▸ **PROMPT**:
Write out every line of the material exactly as it appears.
[Start EXERCISE MATERIALS]
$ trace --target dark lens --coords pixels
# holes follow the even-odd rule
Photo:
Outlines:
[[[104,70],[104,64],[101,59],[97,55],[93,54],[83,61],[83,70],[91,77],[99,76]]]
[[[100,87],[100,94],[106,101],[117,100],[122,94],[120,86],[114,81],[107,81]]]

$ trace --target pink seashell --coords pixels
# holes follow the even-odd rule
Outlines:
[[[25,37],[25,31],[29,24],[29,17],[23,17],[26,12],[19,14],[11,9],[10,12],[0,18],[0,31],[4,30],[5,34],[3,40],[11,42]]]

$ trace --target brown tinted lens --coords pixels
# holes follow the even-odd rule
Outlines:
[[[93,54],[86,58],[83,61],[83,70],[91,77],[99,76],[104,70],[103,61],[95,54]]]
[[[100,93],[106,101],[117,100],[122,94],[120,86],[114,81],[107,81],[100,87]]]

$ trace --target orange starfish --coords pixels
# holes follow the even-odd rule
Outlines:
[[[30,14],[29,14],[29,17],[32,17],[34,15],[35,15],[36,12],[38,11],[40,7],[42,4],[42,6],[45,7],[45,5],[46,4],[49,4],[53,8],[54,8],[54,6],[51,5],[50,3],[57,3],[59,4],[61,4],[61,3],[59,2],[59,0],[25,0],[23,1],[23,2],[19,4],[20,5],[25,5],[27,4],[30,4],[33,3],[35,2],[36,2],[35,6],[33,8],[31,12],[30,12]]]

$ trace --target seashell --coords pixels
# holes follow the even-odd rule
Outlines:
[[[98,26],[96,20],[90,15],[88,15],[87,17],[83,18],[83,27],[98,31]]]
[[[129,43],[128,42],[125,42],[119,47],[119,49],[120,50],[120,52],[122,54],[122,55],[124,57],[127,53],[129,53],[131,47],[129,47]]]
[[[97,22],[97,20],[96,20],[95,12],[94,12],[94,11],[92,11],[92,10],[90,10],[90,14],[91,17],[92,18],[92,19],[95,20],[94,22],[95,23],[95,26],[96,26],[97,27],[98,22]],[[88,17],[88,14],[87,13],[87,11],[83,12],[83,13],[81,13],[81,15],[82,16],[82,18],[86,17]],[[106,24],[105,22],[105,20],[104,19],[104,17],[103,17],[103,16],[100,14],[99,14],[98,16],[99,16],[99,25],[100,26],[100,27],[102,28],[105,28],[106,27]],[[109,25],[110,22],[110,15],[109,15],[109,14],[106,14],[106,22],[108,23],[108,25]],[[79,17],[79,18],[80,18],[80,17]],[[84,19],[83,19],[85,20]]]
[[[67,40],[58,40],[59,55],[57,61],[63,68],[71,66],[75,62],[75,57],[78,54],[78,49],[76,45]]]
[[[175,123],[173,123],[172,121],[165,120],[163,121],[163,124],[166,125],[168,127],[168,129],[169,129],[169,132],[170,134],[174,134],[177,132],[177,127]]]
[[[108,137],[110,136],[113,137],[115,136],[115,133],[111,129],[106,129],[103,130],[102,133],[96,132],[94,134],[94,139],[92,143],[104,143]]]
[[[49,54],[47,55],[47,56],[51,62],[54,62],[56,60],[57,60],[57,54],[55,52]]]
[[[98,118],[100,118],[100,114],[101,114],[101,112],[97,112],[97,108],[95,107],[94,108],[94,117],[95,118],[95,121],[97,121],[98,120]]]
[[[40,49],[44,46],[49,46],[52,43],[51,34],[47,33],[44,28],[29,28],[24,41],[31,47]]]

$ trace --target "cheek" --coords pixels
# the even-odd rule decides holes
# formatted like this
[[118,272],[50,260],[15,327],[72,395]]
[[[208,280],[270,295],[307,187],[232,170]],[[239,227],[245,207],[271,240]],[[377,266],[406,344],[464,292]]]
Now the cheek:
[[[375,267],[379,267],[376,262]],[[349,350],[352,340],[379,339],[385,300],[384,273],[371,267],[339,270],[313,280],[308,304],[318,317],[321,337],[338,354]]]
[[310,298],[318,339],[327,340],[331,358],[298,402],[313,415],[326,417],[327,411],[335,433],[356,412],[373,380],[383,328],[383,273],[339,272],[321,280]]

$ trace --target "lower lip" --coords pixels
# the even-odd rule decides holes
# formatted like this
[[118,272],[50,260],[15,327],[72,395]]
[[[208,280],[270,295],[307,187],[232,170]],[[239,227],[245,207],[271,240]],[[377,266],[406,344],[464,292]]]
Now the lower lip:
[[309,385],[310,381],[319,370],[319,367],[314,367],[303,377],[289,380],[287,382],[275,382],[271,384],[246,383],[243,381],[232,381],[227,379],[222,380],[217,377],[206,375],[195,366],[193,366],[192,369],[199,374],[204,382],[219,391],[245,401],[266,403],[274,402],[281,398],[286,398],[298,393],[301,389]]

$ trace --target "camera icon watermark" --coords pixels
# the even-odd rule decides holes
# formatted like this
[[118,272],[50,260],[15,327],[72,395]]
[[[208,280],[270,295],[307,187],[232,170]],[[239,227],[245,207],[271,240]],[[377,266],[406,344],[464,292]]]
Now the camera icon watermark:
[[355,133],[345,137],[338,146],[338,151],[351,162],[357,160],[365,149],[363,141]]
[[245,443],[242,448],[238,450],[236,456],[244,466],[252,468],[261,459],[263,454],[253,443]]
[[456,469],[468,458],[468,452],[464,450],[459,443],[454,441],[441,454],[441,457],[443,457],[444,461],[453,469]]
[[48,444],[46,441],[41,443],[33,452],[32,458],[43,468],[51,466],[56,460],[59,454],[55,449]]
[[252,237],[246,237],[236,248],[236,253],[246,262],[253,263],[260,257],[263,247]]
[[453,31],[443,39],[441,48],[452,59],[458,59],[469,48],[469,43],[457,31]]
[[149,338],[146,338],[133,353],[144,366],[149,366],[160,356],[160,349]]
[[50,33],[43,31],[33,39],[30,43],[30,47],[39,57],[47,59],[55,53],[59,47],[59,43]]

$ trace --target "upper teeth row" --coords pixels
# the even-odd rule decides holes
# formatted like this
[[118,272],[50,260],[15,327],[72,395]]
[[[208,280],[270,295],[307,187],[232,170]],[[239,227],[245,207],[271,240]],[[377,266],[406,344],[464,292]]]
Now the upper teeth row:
[End EXERCISE MATERIALS]
▸ **OUTPUT FOR THIS EXERCISE**:
$ trace --target dark lens --coords pixels
# holes follow the even-odd rule
Photo:
Outlines:
[[[104,70],[104,64],[101,59],[97,55],[93,54],[83,61],[83,70],[91,77],[99,76]]]
[[[100,87],[100,94],[106,101],[117,100],[122,94],[120,86],[114,81],[107,81]]]

$ trace --target pink seashell --coords pixels
# holes follow the even-odd rule
Outlines:
[[[25,37],[25,31],[29,24],[29,17],[23,17],[26,12],[19,14],[11,9],[10,12],[0,18],[0,31],[4,30],[5,34],[3,40],[11,42]]]

$ trace --target brown tinted lens --coords pixels
# holes follow the even-odd rule
Outlines:
[[[93,54],[86,58],[83,61],[83,70],[91,77],[99,76],[104,70],[103,61],[95,54]]]
[[[100,93],[106,101],[117,100],[122,94],[120,86],[114,81],[107,81],[100,87]]]

$ trace --target orange starfish --coords pixels
# holes follow the even-odd rule
Outlines:
[[[30,14],[29,14],[29,17],[32,17],[34,15],[35,15],[36,12],[38,11],[40,7],[42,4],[42,6],[45,7],[45,5],[46,4],[49,4],[53,8],[54,8],[54,6],[51,5],[50,3],[57,3],[59,4],[61,4],[61,3],[59,2],[59,0],[25,0],[23,1],[23,2],[19,4],[20,5],[25,5],[27,4],[30,4],[33,3],[35,2],[36,2],[35,6],[33,8],[31,12],[30,12]]]

$ trace --target seashell --coords pixels
# holes follow the even-odd rule
Outlines:
[[[98,26],[96,20],[90,15],[88,15],[87,17],[83,18],[83,27],[98,31]]]
[[[129,43],[128,42],[125,42],[119,47],[119,49],[120,50],[120,52],[122,54],[122,55],[124,57],[127,53],[129,53],[131,47],[129,47]]]
[[[97,22],[97,20],[96,20],[95,12],[94,12],[94,11],[92,11],[92,10],[90,10],[90,14],[91,17],[92,18],[92,19],[95,20],[94,22],[95,23],[95,26],[96,26],[97,27],[98,22]],[[88,17],[88,14],[87,13],[87,11],[83,12],[83,13],[81,13],[81,15],[82,16],[82,18],[86,17]],[[106,24],[105,22],[105,20],[104,19],[104,17],[103,17],[103,16],[100,14],[99,14],[98,16],[99,16],[99,25],[100,26],[100,27],[102,28],[105,28],[106,27]],[[109,25],[110,22],[110,15],[109,15],[109,14],[106,14],[106,22],[108,23],[108,25]],[[79,17],[79,18],[80,18],[80,17]],[[84,19],[83,19],[85,20]]]
[[[67,40],[58,40],[59,55],[57,61],[63,68],[71,66],[75,62],[75,57],[78,54],[78,49],[76,45]]]
[[[175,123],[173,123],[172,121],[165,120],[163,121],[163,124],[166,125],[168,127],[168,129],[169,129],[169,132],[170,134],[174,134],[177,132],[177,127]]]
[[[108,137],[110,136],[113,137],[115,136],[115,133],[111,129],[106,129],[103,130],[102,133],[96,132],[94,134],[94,139],[92,143],[104,143]]]
[[[49,54],[47,55],[47,56],[51,62],[54,62],[56,60],[57,60],[57,54],[55,52]]]
[[[98,118],[100,118],[100,114],[101,114],[101,112],[97,112],[97,108],[95,107],[94,108],[94,117],[95,118],[95,121],[97,121],[98,120]]]
[[[40,49],[44,46],[49,46],[52,43],[51,34],[47,33],[44,28],[29,28],[24,41],[31,47]]]

$ trace --target "cheek" --coords pixels
# the even-odd rule decides holes
# formatted like this
[[118,272],[50,260],[15,327],[72,395]]
[[[208,280],[270,295],[307,187],[232,170]],[[239,227],[245,207],[271,240]],[[377,266],[406,344],[464,292]]]
Now the cheek:
[[[375,267],[379,267],[376,262]],[[349,350],[352,340],[379,339],[385,300],[384,273],[371,267],[339,270],[313,280],[308,304],[318,317],[321,337],[338,354]]]
[[310,298],[318,339],[327,340],[331,358],[298,402],[313,415],[326,417],[327,411],[335,433],[356,412],[373,380],[383,328],[383,273],[339,272],[321,280]]

$ trace --target "lower lip" --coords pixels
# the even-odd rule decides holes
# formatted like this
[[118,272],[50,260],[15,327],[72,395]]
[[[208,280],[270,295],[307,187],[232,170]],[[239,227],[245,207],[271,240]],[[377,266],[406,344],[464,292]]]
Now the lower lip:
[[309,385],[310,381],[319,370],[319,367],[314,367],[303,377],[289,380],[287,382],[275,382],[271,384],[246,383],[243,381],[232,381],[227,379],[222,380],[217,377],[206,375],[195,366],[193,366],[192,369],[199,374],[204,382],[219,391],[245,401],[266,403],[274,402],[281,398],[286,398],[298,393],[301,389]]

$ trace --target "camera icon watermark" --coords pixels
# the even-odd rule decides holes
# formatted like this
[[118,272],[50,260],[15,327],[72,395]]
[[[208,280],[270,295],[307,187],[232,170]],[[239,227],[245,207],[271,240]],[[377,266],[406,344],[464,292]]]
Now the camera icon watermark:
[[355,133],[345,137],[338,146],[338,151],[351,162],[357,160],[365,149],[363,141]]
[[245,443],[242,448],[238,450],[236,456],[244,466],[252,468],[261,459],[263,454],[253,443]]
[[456,469],[468,458],[468,452],[464,450],[459,443],[454,441],[441,454],[441,457],[443,457],[444,461],[453,469]]
[[48,444],[46,441],[41,443],[33,452],[32,458],[43,468],[51,466],[56,460],[59,454],[55,449]]
[[252,237],[246,237],[236,248],[236,253],[246,262],[253,263],[260,257],[263,247]]
[[453,31],[443,39],[441,48],[452,59],[458,59],[469,48],[469,43],[457,31]]
[[149,338],[146,338],[133,353],[144,366],[149,366],[160,356],[160,349]]
[[50,33],[43,31],[33,39],[30,43],[30,47],[39,57],[47,59],[55,53],[59,47],[59,43]]

$ trace --target "upper teeth row" --coords pixels
# the even-odd rule decides holes
# formatted like this
[[118,272],[50,260],[15,327],[72,395]]
[[[208,280],[270,295],[307,187],[232,170]],[[239,227],[245,207],[271,240]],[[377,266],[406,344],[464,292]]]
Now the upper teeth row:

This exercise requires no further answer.